「観やすいけど胸糞悪い、これぞ映画!なザ・韓国映画」殺人の追憶 唐揚げさんの映画レビュー(感想・評価)
観やすいけど胸糞悪い、これぞ映画!なザ・韓国映画
韓国で実際に起きた華城連続殺人事件を元にした、韓国サスペンス。
地元のポンコツ刑事パク・トゥマンと冷静沈着なソウル市警のソ・テユンが、農村で雨の夜に頻発する強姦事件の犯人を追う。
久しぶりに痺れました。
好き嫌いの好みはあるにしても、これは間違いなくすごい映画。
当時まだ未解決だった元の事件。
この映画を通して、観ているであろう犯人に語りかけ、韓国の警察の闇を暴き、映画の可能性を示したポン・ジュノ監督に拍手。
ポン・ジュノ監督ならば、今回もブラックジョーク系なのかと思いましたが、今回はシリアス全振りでした。

++++++

= 課題一覧 =
A – 『殺人の追憶』のレビューから、「久しぶりに痺れました。」から「今回はシリアス全振りでした。」までをすべて一字一句そのまま書き写してください。
B – 『殺人の追憶』のレビューによると、この映画は韓国で実際に起きたどの事件を元にしていますか。
C – 『殺人の追憶』のレビューを、最後の文のあとから書き継いでください。
このあとのエントリーは『殺人の追憶』のレビューとは関係がありません。

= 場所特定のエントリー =
++++++

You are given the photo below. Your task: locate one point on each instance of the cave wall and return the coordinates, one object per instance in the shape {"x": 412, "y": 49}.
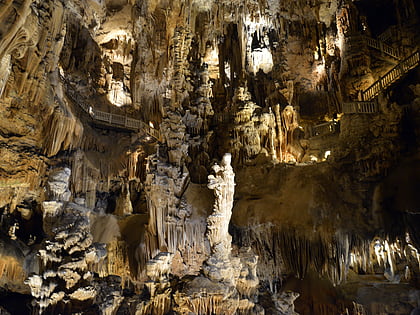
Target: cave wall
{"x": 324, "y": 196}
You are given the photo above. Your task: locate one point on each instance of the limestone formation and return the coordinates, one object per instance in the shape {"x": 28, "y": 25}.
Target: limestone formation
{"x": 114, "y": 115}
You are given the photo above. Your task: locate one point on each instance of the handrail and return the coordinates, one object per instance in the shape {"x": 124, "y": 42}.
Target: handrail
{"x": 390, "y": 33}
{"x": 360, "y": 107}
{"x": 116, "y": 120}
{"x": 383, "y": 47}
{"x": 329, "y": 127}
{"x": 391, "y": 76}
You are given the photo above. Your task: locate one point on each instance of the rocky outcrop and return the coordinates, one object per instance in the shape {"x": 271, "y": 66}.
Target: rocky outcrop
{"x": 140, "y": 98}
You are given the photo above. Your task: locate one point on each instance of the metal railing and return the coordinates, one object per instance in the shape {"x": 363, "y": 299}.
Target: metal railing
{"x": 391, "y": 76}
{"x": 360, "y": 107}
{"x": 326, "y": 128}
{"x": 382, "y": 47}
{"x": 389, "y": 34}
{"x": 115, "y": 120}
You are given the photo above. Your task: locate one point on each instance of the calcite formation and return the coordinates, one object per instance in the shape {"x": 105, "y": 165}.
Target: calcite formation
{"x": 209, "y": 157}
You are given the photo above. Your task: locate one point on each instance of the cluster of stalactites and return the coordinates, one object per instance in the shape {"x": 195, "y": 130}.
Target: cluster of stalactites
{"x": 398, "y": 260}
{"x": 275, "y": 134}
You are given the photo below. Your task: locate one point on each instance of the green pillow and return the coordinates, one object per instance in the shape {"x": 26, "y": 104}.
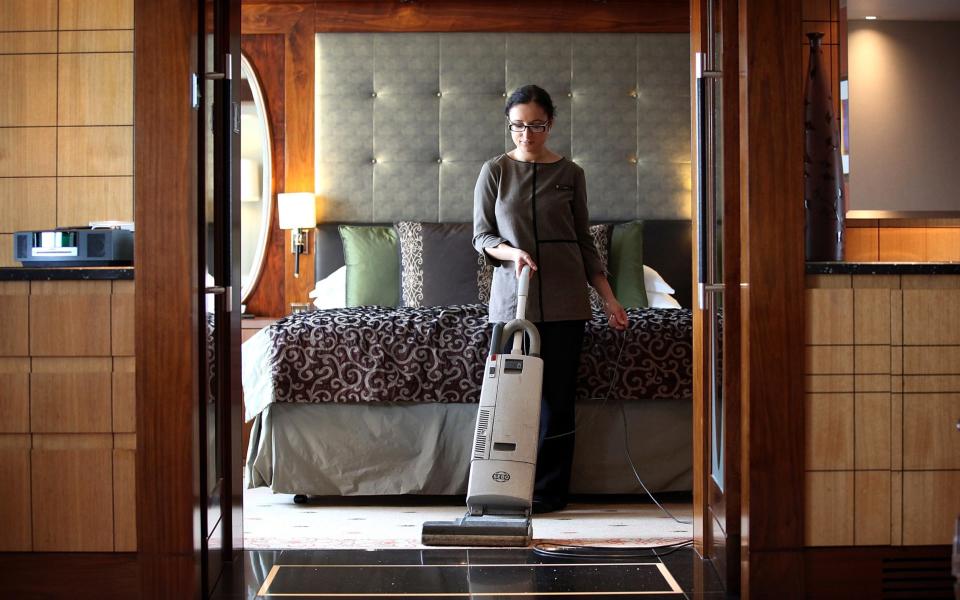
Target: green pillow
{"x": 626, "y": 265}
{"x": 373, "y": 265}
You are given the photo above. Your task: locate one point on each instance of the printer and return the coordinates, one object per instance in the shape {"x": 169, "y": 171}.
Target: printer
{"x": 103, "y": 244}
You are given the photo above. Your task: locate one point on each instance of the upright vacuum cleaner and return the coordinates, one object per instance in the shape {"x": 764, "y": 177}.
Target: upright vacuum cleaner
{"x": 504, "y": 460}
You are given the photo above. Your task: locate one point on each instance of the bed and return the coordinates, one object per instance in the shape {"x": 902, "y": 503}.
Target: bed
{"x": 379, "y": 400}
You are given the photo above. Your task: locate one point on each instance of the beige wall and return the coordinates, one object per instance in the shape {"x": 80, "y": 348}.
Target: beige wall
{"x": 66, "y": 114}
{"x": 904, "y": 127}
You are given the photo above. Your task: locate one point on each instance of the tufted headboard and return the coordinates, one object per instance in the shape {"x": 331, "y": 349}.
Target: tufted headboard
{"x": 405, "y": 120}
{"x": 666, "y": 248}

++++++

= 回答 =
A –
久しぶりに痺れました。
好き嫌いの好みはあるにしても、これは間違いなくすごい映画。
当時まだ未解決だった元の事件。
この映画を通して、観ているであろう犯人に語りかけ、韓国の警察の闇を暴き、映画の可能性を示したポン・ジュノ監督に拍手。
ポン・ジュノ監督ならば、今回もブラックジョーク系なのかと思いましたが、今回はシリアス全振りでした。

B – 華城連続殺人事件です。

C –
今まで観てきた韓国映画の中でもトップレベルの胸糞具合。
でも、最後まで観入ってしまう。
むしろ気持ち良いくらい、本当に誰も救われない。
いつもは大好きなソン・ガンホも、今回は感情移入できない嫌な奴であまり好きになれず。
本当に?と思うくらい、韓国の警察がポンコツで酷い。
拷問で無理矢理吐かせた罪状とでっち上げ物証で冤罪を生み出し、間違っていたら急に外に放り出す。
捕まらない真犯人、増えていく被害者。
そしてラストシーンの衝撃。
最近、「以前、自分がここでやった事を思い出し、久しぶりに来た」という男を見たという少女。
そして、ソン・ガンホの顔。
一瞬だけれど、『戦メリ』のたけしよりも『君の名前で〜』のティモシー・シャラメよりも確実に強烈なあの数秒。
実際の事件の真犯人は昨年捕まったらしい(別件で無期懲役が確定。時効で本件の罪には問えないらしいが…)。
とにかく強姦事件は胸糞悪い。
いくら脚色してあるとはいえ、これに似たことが起き、解決できずに犯人が捕まらなかったというのが恐ろしい。
(映画では)様々な規則性や共通点を見つけるも、犯人逮捕には繋がらなかった。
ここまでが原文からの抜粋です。